**Excerpted text:**
Oblivion Terith, a product of mods and my predictability
So then I thought “Well Oblivion’s only 20 bucks now for the game and the expansions, if it’s like Fallout but in a fantasy setting, I’d like it even more!” And like it I did, although admittedly the stilted voice acting and hilariously dated graphics turned me off at first, but once I started ignoring the main quest and joined the Thieves Guild I found I was basically playing a game that catered to my whims, I was making the game my own.
But it wasn’t long before I wanted to take that a step further and started to fantasize about how the game could be improved with mods. As a Sims player I’d long been familiar with how huge a mod community could get, and the talent that can grow within them. I love modders, I really do, here are people who will spend 3 months programming a solution to some petty annoyance in a game and then will share it with others. So I bought Oblivion for the PC and got to work.
As usual I crafted a “good” character and an “evil” character. My good character (if you can call a habitual thief “good”) was a version of one of my own characters, Terith, because given the fantasy setting how could I resist? I did however select his main traits a bit more wisely than I did on the 360 as I had by then gotten the hang of the leveling system in the game. I even used Bethesda’s own Elder Scrolls Construction Set, a program created to assist modding, to make him delightfully short. My evil character was a custom race, a hot demon chick with a body mod and player-made clothing who joined the Dark Brotherhood and who I constantly godmode with.

My "evil" Fallout character, wearing layerable, modular armor thanks to the mod Tailor Maid. You can play as a kid either through mods or cheats
But it’s strange, as big a whore as I am for fantasy games, I kept coming back to Fallout, finally renting it again recently on the 360 and making the decision to get it on the PC, mostly for the prospect of mods. I recreated my character from the console version (though similarly with a better understanding of the leveling system by now) and got to playing. The interesting thing about Fallout is I find it deeply effective story-wise. Maybe it’s the familiar settings, seeing Washington DC in a hypothetical bombed-out future (and the series has so many locales and so much to work with I’m eager for future sequels.) There’s also something about seeing everyday objects repurposed in a tribal-like post-apocalyptic society that always tickles me. Not to mention the kind of surreal nouveau-retro 1950’s aesthetic the pervades the game’s vision of pre-war America despite the fact this nuclear holocaust took place in the year 2077 (which is still a great theme as America had its worst nuclear scares in the 50’s and 60’s.) Sure the narrative creates some problems: will all computers really regress to running on DOS by 2077? Why is it every lock in the future can be opened with a bobby pin and a screwdriver despite the fact electronic locks are widely available even now? How is any of that food still edible 200 years after the fact, will we create some really kickass preservatives by the 2070’s? Oh well, some suspension of disbelief won’t kill you.

**Material:**
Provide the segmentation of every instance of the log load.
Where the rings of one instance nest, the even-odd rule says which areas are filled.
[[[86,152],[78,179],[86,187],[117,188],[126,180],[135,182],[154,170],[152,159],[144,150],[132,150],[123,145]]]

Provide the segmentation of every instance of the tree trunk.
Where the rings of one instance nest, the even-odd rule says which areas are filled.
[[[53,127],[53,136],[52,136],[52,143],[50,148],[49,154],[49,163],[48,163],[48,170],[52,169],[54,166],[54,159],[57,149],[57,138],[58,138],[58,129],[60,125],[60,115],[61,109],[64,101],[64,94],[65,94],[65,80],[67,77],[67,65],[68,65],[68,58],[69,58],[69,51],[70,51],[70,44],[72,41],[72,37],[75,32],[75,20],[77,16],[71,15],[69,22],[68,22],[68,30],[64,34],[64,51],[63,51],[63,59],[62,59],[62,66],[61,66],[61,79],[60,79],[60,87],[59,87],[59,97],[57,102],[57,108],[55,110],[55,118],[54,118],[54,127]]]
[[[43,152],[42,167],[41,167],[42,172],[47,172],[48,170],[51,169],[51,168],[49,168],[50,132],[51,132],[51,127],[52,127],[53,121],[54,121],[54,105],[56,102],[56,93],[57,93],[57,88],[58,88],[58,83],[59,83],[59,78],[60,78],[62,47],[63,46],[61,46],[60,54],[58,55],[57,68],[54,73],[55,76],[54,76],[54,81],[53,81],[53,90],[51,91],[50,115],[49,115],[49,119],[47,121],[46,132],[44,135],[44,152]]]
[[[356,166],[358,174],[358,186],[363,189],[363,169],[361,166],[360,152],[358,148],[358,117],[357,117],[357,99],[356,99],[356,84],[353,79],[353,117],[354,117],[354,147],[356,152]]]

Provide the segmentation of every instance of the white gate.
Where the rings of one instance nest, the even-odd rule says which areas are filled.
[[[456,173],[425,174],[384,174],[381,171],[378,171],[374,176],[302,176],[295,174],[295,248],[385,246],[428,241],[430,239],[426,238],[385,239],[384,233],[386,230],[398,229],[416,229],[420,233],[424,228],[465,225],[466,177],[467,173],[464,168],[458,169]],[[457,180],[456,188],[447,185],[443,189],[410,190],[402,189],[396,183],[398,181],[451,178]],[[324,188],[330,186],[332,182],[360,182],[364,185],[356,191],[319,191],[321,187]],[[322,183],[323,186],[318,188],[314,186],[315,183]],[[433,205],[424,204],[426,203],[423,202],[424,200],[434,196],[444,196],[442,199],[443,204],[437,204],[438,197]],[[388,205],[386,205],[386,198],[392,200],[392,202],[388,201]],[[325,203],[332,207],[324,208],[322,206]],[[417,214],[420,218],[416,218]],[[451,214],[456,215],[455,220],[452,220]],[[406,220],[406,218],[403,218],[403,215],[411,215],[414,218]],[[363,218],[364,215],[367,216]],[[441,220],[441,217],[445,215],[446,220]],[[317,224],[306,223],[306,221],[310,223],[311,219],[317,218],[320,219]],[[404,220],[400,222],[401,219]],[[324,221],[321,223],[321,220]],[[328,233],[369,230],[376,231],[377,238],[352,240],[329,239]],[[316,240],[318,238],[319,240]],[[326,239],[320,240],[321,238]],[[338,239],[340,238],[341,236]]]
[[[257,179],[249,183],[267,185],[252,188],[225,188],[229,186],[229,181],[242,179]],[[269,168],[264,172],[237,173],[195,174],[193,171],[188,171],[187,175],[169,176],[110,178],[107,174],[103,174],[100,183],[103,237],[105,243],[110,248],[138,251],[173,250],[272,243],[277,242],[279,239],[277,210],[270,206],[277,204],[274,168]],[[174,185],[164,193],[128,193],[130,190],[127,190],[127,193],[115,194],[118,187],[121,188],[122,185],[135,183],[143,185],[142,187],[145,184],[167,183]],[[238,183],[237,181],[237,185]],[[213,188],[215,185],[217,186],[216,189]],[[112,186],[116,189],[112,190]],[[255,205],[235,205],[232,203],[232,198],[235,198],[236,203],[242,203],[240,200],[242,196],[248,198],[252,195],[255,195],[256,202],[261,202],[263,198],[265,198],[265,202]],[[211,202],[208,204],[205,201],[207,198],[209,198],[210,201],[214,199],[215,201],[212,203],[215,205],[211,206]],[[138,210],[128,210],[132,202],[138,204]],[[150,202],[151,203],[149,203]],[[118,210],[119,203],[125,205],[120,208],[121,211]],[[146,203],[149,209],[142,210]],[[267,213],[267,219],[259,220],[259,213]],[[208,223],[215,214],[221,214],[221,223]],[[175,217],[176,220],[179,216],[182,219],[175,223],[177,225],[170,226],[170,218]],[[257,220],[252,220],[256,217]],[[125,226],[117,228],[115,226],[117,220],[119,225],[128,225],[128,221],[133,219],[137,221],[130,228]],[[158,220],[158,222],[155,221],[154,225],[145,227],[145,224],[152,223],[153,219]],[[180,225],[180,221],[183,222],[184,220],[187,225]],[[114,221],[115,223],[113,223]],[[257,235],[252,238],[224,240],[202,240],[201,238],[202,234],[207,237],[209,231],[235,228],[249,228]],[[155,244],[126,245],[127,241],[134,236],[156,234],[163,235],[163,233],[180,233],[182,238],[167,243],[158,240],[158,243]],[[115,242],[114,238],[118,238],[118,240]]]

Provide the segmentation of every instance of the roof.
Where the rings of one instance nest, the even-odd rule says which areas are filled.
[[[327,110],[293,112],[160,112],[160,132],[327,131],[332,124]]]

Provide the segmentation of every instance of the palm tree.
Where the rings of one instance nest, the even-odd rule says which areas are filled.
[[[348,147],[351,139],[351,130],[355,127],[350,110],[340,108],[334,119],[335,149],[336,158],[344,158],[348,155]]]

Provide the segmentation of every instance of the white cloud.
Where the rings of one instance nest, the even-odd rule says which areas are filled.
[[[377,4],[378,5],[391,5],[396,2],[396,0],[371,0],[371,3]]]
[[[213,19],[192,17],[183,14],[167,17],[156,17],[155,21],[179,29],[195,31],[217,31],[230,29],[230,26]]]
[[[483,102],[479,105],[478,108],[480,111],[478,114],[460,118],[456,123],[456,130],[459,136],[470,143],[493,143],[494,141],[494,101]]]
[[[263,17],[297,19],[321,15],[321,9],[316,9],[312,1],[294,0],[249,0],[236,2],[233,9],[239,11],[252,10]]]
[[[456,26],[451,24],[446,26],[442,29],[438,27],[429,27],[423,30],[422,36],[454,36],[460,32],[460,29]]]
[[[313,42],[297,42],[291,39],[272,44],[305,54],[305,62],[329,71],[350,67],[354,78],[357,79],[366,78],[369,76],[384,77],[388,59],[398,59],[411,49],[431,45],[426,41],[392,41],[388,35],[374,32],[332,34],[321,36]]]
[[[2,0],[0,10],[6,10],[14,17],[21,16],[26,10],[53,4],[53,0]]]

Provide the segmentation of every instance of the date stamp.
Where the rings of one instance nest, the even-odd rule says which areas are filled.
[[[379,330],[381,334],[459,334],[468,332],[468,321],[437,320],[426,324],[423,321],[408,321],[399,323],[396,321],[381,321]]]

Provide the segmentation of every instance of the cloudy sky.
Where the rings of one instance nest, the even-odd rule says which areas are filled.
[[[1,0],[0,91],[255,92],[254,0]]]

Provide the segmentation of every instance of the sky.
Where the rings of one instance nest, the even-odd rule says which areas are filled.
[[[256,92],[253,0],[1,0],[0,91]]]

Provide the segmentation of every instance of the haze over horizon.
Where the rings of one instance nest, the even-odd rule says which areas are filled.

**Exercise requirements:**
(A) Repeat the passage from the post about modding Oblivion and Fallout, starting with "As usual I crafted" and going on through "constantly godmode with.".
(B) Carry on the post about modding Oblivion and Fallout from the point where it stops.
The data has no role in this work.

**Solved problems:**
(A)
As usual I crafted a “good” character and an “evil” character. My good character (if you can call a habitual thief “good”) was a version of one of my own characters, Terith, because given the fantasy setting how could I resist? I did however select his main traits a bit more wisely than I did on the 360 as I had by then gotten the hang of the leveling system in the game. I even used Bethesda’s own Elder Scrolls Construction Set, a program created to assist modding, to make him delightfully short. My evil character was a custom race, a hot demon chick with a body mod and player-made clothing who joined the Dark Brotherhood and who I constantly godmode with.

(B)
I did download at least one mod to curb an atmospheric pet peeve I have. There’s a mod called Fellout that changes the sky and air of the game so that everything isn’t dusty and green all the time giving you sunny days, overcast days, starry nights, and everything in between. I mean really, the dust in the air would have settled after 200 years, and frankly I think this look is more eerie. Running around Fallout on a sunny day is like a reminder that the Earth will go on with or without humanity. The end of the world is never the end of the planet. Now I’m getting a bit too serious but really sometimes it’s like the game can’t decide if the nuclear fallout happened 10 years ago or 200 years ago.
But what I find most odd is how much I find myself caring about characters in Fallout. You wouldn’t think a game of this nature would allow for that, and it probably doesn’t for some people, but even on my “evil” character I felt bad for blowing up the town of Megaton (one option you have in a particular quest.) Hell the first time I played the game I saved and reloaded 3 times until I managed to save Lucas Simms from getting shot by Mr. Burke.

Sylvia: Wasteland Jesus
Needless to say my main character on both the 360 and PC, Sylvia, is basically Wasteland Jesus. I can’t help myself for some reason, I even set out to be a little more evil playing her PC incarnation and failed. Usually my first time around in these types of games where you have sandboxing and good or evil choices I end up as a sort of chaotic neutral (if you’ll mind the stupendously dorky term.) Of course I still don’t bat an eye at blowing away raiders and I always have an overwhelming compulsion to steal things and lockpick in these types of games, but that barely puts a dent in Sylvia’s saintly Karma. Though I couldn’t help but wonder what James thought seeing his little girl blow a raider’s head off and then immediately run over to loot the body.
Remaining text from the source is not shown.